_STATED TASK_
Reproduce the rows starting with the line that contains "Screen reader assistance requested. Where is the colorful" and going on through the line that contains "left=0, top=578, right=62, bottom=810", requests included. Shift every bounding-box coordinate in the answers by adding -7, and leave the requests and their format samples unchanged.

_DATASET ROWS_
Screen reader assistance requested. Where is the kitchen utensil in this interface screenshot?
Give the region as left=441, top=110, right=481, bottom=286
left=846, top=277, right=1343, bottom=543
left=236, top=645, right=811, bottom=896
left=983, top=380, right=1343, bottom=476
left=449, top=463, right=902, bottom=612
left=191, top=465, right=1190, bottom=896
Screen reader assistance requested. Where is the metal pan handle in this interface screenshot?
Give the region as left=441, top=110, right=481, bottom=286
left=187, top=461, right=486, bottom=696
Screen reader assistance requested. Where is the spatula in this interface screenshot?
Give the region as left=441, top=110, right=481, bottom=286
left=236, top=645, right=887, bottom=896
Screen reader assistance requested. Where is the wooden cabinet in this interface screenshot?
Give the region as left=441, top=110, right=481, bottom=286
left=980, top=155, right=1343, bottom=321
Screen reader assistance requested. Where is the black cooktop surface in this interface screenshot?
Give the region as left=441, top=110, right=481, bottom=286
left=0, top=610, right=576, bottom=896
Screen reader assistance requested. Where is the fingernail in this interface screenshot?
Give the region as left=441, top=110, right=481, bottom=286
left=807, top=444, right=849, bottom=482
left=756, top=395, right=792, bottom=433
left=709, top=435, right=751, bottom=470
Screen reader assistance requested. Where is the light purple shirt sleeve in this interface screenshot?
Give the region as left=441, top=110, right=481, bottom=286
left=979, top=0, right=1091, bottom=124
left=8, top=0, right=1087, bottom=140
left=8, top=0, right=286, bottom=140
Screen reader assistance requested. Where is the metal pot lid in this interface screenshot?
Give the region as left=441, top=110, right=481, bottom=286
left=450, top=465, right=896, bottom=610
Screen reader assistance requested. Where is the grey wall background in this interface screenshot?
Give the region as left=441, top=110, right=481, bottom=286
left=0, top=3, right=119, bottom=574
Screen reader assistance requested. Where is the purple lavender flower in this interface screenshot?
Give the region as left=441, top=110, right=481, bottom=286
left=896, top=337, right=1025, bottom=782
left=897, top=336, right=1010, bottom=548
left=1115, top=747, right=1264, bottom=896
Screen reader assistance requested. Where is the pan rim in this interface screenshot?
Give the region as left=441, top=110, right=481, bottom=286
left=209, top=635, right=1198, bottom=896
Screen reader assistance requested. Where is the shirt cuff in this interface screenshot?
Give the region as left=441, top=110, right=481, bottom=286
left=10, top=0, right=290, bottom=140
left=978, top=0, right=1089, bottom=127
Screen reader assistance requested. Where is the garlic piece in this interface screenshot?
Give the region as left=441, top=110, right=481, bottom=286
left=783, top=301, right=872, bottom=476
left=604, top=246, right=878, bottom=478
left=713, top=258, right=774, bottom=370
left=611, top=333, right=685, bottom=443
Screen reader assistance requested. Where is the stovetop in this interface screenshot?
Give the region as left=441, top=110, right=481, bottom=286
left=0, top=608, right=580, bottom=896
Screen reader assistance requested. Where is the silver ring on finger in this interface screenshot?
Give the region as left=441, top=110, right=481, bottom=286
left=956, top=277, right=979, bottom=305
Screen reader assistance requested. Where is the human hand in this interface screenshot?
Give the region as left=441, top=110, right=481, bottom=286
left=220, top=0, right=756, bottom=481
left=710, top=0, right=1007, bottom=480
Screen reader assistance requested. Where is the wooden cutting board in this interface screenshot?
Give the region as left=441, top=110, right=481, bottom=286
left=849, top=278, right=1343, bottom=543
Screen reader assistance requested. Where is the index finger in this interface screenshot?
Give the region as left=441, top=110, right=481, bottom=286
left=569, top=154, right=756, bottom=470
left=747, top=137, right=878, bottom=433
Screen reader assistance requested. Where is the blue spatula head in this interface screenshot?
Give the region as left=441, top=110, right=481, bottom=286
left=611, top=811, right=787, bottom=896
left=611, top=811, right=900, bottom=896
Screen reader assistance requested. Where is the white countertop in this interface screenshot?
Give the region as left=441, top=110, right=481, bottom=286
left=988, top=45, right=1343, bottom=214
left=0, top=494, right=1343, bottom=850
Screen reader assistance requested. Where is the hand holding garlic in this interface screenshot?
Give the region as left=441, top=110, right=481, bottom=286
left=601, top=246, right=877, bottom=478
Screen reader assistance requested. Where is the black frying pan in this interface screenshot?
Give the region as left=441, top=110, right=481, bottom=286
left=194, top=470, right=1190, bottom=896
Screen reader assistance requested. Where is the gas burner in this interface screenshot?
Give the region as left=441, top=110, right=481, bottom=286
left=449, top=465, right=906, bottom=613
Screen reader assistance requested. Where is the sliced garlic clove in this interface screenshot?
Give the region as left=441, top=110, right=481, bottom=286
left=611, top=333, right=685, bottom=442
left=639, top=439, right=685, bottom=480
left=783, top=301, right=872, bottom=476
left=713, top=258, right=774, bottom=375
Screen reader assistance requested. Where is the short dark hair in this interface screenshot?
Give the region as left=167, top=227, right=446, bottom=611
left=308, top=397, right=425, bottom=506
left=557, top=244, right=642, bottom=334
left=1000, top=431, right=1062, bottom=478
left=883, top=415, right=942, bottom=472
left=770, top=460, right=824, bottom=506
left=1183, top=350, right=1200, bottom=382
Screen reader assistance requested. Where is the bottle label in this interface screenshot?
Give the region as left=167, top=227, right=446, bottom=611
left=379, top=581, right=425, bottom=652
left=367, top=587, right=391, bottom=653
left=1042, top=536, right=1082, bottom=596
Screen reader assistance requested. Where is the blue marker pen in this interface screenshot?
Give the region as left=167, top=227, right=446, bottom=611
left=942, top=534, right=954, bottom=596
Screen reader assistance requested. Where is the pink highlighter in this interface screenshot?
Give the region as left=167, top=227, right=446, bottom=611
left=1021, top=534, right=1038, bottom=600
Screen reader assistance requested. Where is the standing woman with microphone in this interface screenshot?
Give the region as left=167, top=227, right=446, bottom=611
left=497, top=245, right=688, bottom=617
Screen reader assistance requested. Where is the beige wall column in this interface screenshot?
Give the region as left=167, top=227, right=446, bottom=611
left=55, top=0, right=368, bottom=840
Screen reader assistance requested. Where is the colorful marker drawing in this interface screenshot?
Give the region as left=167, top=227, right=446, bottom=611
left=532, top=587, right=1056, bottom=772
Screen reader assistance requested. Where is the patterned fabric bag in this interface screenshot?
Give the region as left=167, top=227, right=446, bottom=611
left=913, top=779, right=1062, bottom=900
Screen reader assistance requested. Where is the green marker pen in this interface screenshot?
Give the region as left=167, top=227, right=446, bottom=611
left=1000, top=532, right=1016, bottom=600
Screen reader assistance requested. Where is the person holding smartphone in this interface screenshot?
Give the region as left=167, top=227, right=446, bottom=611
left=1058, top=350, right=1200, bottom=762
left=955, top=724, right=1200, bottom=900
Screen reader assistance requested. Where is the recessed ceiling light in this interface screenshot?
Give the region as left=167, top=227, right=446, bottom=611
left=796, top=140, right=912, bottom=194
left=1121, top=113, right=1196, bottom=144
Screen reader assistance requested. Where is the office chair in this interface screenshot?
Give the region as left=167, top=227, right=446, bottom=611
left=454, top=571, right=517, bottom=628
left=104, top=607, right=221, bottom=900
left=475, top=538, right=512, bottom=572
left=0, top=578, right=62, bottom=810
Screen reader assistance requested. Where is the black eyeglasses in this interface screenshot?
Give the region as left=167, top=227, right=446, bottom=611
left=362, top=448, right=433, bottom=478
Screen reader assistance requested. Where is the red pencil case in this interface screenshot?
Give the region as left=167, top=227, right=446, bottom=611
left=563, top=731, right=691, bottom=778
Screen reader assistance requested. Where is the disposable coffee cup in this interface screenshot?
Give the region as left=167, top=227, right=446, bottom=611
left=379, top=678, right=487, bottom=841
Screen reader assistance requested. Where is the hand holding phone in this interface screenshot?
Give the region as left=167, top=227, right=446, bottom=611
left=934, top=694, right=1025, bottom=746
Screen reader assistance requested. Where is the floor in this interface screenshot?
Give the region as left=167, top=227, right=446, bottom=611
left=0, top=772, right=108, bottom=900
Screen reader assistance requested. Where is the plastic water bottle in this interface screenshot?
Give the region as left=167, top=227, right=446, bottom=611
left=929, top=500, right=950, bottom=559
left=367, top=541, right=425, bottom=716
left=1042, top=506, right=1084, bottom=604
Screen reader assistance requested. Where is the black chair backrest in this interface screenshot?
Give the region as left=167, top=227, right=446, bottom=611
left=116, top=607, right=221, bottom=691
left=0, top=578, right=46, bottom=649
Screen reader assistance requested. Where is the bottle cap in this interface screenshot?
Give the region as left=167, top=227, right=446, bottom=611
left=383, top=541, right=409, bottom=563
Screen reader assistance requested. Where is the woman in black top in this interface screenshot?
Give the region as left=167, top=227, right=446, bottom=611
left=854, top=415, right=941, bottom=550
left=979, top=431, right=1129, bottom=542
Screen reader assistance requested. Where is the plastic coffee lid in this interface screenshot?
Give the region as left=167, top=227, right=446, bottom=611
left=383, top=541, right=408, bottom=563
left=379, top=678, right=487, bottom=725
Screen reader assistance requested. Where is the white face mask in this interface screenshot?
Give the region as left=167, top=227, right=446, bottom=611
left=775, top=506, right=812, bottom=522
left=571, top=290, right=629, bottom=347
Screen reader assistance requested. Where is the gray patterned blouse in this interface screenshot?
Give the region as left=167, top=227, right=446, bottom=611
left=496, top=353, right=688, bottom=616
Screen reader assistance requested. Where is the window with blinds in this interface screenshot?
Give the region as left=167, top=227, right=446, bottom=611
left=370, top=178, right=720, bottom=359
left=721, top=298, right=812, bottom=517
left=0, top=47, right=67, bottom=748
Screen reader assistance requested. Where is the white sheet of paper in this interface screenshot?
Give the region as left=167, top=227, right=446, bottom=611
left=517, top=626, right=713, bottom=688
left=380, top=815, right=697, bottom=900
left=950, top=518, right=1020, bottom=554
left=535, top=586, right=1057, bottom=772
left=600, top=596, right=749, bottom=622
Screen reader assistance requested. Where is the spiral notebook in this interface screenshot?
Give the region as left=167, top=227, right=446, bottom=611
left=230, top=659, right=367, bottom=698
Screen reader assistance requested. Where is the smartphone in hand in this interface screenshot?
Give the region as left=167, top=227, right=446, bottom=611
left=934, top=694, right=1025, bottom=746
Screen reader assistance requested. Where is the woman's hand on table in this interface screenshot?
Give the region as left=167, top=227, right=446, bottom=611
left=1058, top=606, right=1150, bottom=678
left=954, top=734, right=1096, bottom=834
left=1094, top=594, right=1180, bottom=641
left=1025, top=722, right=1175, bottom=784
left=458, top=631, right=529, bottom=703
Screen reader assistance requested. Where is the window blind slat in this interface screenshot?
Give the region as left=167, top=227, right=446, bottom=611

_EXERCISE SOLUTION_
Screen reader assistance requested. Where is the colorful marker drawing in this interface screenshot?
Give the region as left=167, top=227, right=446, bottom=611
left=525, top=580, right=1049, bottom=765
Screen reader assistance requested. Where is the patterned fabric bag in this interface screenshot?
Give the region as left=167, top=227, right=446, bottom=611
left=906, top=772, right=1055, bottom=893
Screen reader assistance requested. Where is the green marker pen in this interface screenshot?
Give the region as left=167, top=227, right=446, bottom=611
left=993, top=525, right=1009, bottom=593
Screen reader assistance requested. Where is the person holding smartphone in this interface screenshot?
Give the region as left=167, top=227, right=446, bottom=611
left=1051, top=343, right=1193, bottom=755
left=948, top=717, right=1193, bottom=893
Screen reader assistance requested. Where is the recessed ceiling light in this interface screenshot?
Give the region as left=167, top=227, right=446, bottom=611
left=789, top=133, right=905, bottom=187
left=1114, top=106, right=1189, bottom=137
Screen reader assistance requested. Where is the office chair in this interface screenshot?
Give the region as left=167, top=227, right=446, bottom=611
left=447, top=564, right=510, bottom=621
left=97, top=600, right=214, bottom=893
left=468, top=531, right=505, bottom=565
left=-7, top=571, right=55, bottom=803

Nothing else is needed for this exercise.